*AIM*. Copy the entries from the line containing "For every instance of the sunlit" through the end, including the requests unchanged. Multiply every point coordinate in the answers by 1.95 and round each to a whole number, with halves rounding up.

*INFORMATION SUPPLIED*.
◆ ◆ ◆ ◆ ◆ ◆ ◆

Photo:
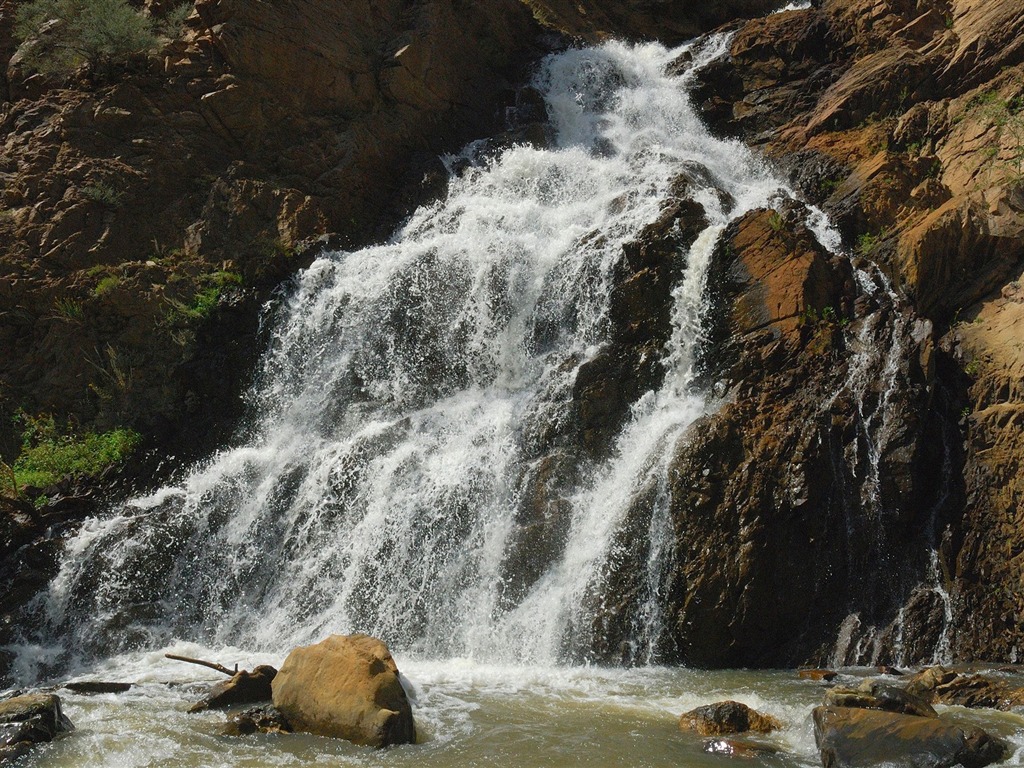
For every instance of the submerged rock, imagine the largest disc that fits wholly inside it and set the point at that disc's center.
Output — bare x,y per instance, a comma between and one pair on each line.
244,687
28,720
345,686
851,737
733,748
817,675
876,695
939,685
726,717
97,686
257,720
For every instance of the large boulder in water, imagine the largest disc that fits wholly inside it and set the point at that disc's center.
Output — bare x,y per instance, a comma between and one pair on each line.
875,695
345,686
29,720
851,737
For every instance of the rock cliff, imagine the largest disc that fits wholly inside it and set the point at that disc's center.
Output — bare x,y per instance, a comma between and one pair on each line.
903,121
855,498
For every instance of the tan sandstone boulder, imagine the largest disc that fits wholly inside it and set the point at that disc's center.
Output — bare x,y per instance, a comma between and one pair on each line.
345,686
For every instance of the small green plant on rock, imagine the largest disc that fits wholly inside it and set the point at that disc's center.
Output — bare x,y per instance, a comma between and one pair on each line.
105,285
69,309
174,24
206,298
62,35
1007,115
102,194
50,453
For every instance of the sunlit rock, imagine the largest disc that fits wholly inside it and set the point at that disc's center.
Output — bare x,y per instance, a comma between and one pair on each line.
345,686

◆ ◆ ◆ ◆ ◆ ◆ ◆

*OUTPUT*.
For every instance of the sunlit rock, imagine the largest disc that fits wholly inside it and set the point at that disc's center.
Output — bare x,y per instance, a comma between and one pair on each line.
673,1338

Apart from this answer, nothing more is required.